WORK TASK:
Set down exactly the lines that run from the line with "of the person" to the end of the data, and nothing else.
╔══
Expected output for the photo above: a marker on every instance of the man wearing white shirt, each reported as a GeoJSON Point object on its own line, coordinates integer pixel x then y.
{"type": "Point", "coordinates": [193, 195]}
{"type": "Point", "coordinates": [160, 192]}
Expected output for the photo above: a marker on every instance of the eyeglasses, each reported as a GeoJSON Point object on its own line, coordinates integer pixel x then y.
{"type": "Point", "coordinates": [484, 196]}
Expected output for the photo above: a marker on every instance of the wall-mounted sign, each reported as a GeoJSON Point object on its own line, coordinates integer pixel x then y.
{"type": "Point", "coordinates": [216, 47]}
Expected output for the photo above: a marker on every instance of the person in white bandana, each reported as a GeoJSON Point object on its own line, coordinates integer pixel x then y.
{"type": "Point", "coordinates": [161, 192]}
╚══
YOUR RESPONSE:
Expected output for the photo above: a marker on every instance of the person in white bandana, each reported as a GeoJSON Point object on its own line, coordinates integer pixel x then y.
{"type": "Point", "coordinates": [161, 192]}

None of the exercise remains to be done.